◆ **SET EXERCISE 1**
In the article on the two 2004 plane crashes, how far was it from where the wheel tracks left the runway to where the wreckage came to rest?
◆ **SET EXERCISE 2**
List every person the article on the two 2004 plane crashes names as killed in them.
◆ **SET EXERCISE 3**
Resume the article on the two 2004 plane crashes, starting right after its final sentence.

◆ **EXTRACT PROVIDED**
Sunday, August 1, 2004

How safe is it to pilot an airplane? 
BY GINA ZOTTI
The Chester (PA) Daily Local
 
 
As far as modes of transportation go, flying is statistically the
safest, officials say. 

And so, only days after two fatal plane crashes less than 25 miles apart
that took a total of six people's lives, questions still remain with
answers coming few and far between at this early stage in the
investigations.
 
The National Transportation Safety Board did, however, issue its
preliminary report for Sunday's accident which killed two men and two
children at New Garden Aviation.

No exact cause was given in that report as to why the plane veered off
the runway and into parked cars and a hangar. 

The plane burst into flames and injuries sustained during the fire led
to the death of all four occupants, Garry Megson, 38, and his son,
Peter, 8, of New Garden, and Stephen Aspden, 45, and his son, Jack, 12,
of the United Kingdom.

The report said that the pilot, Garry Megson, held a private pilot
certificate with an airplane single-engine land rating, issued on the
basis of a United Kingdom private pilot's license. On an insurance form
completed the day of the accident, Megson said that he had already
accumulated 140 hours of flight time, the report said.

The plane was a rented Piper Warrior, a four-seat, single-engine
aircraft. Megson was reportedly practicing touch-and-go landings,
described as a flying maneuver in which a plane touches down on the
runway and immediately takes off again.

Witnesses told investigators that they saw the plane "fishtailing" in
the grass and narrowly miss a group of fuel pumps before it ultimately
hit the hangar. The distance from where wheel tracks veered off the
runway to the final location of the wreckage was about 1,100 feet.

Investigators said that, except for the left wing and a portion of the
left cabin area, the airframe was consumed by fire.

The report said there were no catastrophic failures in the engine.

A preliminary report has not yet been issued by the NTSB on the Tuesday
crash of a plane in a residential area of West Whiteland.

Another single-engine plane, this one a Piper Archer 2, had just taken
off at Chester County Airport in Valley. It plunged into an unoccupied
home on Grand View Drive around 9:30 a.m. Both occupants of the plane,
Thomas McKinnis, 53, and his wife, Cynthia Merritt, 48, both of
Illinois, were killed as debris scattered across at least two properties
in the cul-de-sac.

◆ **RECORD LIST**
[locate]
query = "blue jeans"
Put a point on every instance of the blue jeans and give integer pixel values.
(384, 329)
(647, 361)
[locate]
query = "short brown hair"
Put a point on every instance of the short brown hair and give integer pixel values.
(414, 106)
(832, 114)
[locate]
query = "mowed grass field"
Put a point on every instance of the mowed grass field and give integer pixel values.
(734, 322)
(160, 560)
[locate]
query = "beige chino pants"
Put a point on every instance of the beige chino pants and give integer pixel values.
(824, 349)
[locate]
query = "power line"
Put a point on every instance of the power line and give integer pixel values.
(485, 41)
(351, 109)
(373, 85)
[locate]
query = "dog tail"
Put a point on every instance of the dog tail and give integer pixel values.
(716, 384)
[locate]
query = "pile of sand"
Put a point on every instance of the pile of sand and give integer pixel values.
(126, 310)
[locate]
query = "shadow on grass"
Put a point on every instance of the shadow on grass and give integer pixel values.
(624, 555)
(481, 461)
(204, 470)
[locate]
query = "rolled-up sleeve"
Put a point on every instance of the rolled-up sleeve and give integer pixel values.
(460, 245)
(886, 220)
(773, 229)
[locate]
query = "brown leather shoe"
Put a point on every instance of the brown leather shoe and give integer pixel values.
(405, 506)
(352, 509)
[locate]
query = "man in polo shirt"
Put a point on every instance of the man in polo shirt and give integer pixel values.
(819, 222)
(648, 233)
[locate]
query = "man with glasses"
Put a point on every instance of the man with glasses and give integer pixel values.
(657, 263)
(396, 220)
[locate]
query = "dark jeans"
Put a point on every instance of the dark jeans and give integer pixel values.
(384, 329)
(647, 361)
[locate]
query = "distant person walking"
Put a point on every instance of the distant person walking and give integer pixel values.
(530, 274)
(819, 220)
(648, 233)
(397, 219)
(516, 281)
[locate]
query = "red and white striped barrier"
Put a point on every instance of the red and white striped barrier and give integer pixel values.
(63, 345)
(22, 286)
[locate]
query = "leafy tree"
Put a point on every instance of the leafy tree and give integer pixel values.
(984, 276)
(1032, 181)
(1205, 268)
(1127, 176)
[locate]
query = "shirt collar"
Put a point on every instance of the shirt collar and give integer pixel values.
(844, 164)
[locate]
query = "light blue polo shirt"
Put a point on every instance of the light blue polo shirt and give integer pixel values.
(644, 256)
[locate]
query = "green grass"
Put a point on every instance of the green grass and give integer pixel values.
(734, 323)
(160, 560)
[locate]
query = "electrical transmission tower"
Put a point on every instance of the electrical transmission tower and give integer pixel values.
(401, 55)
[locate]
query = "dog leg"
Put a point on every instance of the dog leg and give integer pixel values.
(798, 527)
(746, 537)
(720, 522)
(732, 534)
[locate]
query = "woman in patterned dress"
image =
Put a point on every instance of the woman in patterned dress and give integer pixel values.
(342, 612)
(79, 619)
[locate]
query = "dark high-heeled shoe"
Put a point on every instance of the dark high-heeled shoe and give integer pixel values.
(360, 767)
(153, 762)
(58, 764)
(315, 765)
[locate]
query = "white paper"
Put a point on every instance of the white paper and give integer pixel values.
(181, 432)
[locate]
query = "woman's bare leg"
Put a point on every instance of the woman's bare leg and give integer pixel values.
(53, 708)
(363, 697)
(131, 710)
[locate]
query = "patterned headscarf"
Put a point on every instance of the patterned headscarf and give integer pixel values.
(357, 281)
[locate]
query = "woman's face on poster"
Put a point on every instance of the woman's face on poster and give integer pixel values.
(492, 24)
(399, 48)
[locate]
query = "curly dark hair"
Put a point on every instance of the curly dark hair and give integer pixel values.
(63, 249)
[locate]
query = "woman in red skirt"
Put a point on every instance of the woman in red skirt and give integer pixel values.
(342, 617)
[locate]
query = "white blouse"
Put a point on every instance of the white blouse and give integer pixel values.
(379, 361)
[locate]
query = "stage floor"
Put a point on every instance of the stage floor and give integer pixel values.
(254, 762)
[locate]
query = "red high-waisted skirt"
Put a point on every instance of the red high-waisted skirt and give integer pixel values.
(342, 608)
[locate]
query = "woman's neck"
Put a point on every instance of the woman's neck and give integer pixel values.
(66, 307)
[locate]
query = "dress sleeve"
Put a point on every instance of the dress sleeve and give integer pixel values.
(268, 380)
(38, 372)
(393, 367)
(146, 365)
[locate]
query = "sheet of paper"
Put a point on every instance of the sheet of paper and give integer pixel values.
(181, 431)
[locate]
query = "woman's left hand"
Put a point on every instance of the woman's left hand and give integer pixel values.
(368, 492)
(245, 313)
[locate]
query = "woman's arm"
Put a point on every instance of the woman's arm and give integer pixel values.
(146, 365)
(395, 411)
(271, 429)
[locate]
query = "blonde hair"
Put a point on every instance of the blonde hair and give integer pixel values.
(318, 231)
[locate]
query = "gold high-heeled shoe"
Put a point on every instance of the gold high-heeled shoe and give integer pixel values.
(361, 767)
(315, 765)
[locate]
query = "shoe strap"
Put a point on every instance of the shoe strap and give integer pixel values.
==
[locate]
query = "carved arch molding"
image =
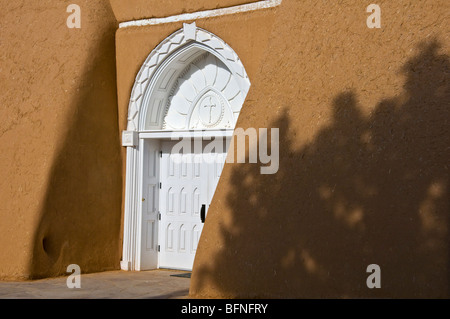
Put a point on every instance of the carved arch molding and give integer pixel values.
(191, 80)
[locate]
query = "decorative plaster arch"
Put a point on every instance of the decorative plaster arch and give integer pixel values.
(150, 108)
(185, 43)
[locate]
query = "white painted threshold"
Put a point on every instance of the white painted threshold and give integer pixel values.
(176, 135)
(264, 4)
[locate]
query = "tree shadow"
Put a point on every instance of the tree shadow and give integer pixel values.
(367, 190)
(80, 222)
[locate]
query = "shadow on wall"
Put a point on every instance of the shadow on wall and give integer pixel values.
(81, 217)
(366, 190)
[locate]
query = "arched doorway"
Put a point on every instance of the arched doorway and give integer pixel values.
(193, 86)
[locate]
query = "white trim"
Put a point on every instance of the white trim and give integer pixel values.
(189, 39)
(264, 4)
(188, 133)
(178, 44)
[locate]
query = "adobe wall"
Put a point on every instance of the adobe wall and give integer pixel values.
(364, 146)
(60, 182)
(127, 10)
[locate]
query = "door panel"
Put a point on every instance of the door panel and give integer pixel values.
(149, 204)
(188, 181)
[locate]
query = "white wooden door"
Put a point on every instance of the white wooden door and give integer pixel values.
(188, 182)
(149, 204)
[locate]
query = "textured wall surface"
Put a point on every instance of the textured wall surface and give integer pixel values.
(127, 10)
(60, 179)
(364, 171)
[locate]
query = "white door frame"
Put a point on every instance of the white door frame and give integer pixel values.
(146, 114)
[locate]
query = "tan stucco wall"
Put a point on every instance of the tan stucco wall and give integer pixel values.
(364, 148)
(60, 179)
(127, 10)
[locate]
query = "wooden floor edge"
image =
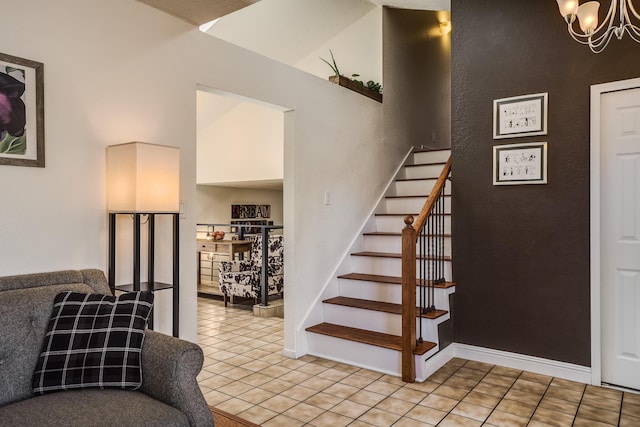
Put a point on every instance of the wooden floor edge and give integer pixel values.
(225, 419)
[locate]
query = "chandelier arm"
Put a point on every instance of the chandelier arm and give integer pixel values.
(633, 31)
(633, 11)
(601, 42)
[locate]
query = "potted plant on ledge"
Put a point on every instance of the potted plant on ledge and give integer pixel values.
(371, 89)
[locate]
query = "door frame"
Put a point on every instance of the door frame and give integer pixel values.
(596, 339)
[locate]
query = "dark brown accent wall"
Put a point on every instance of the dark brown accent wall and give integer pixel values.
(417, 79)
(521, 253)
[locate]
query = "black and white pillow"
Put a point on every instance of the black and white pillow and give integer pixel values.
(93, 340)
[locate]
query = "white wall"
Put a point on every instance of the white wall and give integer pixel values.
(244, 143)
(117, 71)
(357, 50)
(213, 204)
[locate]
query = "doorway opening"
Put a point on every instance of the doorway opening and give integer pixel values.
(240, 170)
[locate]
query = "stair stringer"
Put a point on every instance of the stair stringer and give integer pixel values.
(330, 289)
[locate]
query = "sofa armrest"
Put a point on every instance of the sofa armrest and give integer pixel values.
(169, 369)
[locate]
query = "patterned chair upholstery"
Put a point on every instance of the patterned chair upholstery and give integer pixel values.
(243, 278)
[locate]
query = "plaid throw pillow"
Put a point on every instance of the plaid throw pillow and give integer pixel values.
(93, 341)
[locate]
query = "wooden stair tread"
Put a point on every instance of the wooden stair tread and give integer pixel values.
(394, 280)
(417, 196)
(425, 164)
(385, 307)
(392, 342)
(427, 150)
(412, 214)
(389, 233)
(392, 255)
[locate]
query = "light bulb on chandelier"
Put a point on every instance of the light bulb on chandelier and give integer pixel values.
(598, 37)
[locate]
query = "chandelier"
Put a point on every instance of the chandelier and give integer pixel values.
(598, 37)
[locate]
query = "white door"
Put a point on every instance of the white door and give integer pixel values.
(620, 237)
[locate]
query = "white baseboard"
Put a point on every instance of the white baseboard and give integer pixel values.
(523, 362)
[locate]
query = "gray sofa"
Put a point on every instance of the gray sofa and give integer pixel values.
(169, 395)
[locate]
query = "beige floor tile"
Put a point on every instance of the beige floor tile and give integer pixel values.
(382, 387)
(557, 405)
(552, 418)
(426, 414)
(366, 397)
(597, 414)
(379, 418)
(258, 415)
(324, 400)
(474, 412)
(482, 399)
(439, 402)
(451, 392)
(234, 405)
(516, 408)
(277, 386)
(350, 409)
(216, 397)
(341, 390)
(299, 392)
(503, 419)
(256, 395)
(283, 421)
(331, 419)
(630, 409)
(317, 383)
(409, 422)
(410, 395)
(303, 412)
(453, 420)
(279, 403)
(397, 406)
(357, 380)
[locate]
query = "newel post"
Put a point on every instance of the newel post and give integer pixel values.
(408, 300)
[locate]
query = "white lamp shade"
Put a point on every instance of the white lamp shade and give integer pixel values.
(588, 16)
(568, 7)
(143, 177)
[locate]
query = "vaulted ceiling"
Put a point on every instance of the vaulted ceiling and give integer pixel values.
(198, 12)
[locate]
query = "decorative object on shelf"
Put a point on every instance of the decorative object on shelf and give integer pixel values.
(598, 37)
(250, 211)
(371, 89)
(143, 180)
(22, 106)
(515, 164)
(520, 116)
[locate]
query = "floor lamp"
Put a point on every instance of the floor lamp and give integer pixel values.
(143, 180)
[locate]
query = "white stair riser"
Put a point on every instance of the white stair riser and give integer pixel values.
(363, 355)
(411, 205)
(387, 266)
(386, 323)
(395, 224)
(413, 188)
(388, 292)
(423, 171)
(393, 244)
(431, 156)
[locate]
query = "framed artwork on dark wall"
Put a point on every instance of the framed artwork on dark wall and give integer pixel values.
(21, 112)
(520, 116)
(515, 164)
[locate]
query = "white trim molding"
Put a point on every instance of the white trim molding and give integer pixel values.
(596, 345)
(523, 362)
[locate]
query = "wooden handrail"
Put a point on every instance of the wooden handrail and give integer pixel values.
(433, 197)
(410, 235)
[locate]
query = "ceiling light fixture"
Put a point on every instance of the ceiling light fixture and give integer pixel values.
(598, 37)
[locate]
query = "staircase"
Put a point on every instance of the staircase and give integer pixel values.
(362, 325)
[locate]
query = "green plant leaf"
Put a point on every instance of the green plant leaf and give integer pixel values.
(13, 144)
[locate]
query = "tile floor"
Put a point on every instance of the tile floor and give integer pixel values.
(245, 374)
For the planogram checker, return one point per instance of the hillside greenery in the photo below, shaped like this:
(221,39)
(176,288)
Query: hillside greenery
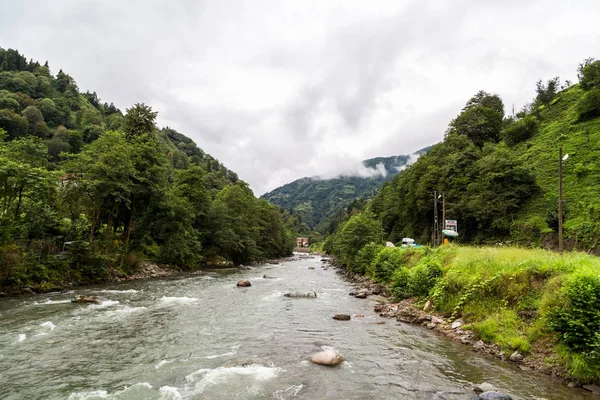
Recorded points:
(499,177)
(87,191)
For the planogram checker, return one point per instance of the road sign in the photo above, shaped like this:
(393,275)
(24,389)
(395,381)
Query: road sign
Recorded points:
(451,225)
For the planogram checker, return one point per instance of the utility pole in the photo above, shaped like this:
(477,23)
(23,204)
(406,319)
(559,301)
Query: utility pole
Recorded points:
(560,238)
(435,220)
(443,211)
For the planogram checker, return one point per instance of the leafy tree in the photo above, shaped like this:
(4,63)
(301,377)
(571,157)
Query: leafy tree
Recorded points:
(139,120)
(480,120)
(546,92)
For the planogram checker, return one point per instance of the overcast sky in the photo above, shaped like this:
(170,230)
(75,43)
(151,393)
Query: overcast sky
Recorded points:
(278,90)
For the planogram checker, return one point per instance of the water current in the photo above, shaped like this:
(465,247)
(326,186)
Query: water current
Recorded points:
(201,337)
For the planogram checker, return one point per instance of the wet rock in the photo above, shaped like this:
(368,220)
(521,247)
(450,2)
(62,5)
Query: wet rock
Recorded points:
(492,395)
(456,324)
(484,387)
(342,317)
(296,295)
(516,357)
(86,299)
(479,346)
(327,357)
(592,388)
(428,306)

◆ **WRITTEN REPLY 1**
About 1,100 feet.

◆ **WRITTEN REPLY 2**
Garry Megson, Peter Megson, Stephen Aspden, Jack Aspden, Thomas McKinnis, Cynthia Merritt

◆ **WRITTEN REPLY 3**
John Taylor, airport manager at Brandywine Airport in West Goshen, said
that he was shocked to hear about the crashes, but thought that two
occurrences so close together in both proximity and time were purely
coincidental, as each accident was completely different in nature.

Taylor, who's been flying since 1973, said that the Piper Warrior, a
four-seat aircraft typically used for training, is a good, stable
beginner airplane for "low-time pilots."

"It's a very forgiving, docile airplane which is why it's used for
training," said Taylor, "which raises the question, 'Why did it get away
from that pilot in New Garden?'"

He called the Tuesday flight which resulted in the crash a "terrible,
terrible decision" because of the weather conditions at the time.

"The weather was too bad for anyone to take off or land here (at
Brandywine Airport) and we're not that far from Chester County
(Airport)," he said.

However, he added that the airports do not tell pilots whether to leave
or stay. That decision is ultimately up to each pilot.

He did stress all of the safety precautions that the airports insist
pilots take, including following a checklist before every takeoff and
after every landing.

The Federal Aviation Administration governs the flying regulations set
for pilots, according to FAA spokeswoman Arlene Salac.

To obtain a private pilot certificate, a person must be 17 years old and
have a minimum of 35 to 40 flight hours, depending on the type of school
attended. Pilots must also pass a 60-question, multiple-choice,
FAA-written examination and a "checkride" with an FAA examiner.

As a private pilot, a person is allowed to fly alone or with passengers.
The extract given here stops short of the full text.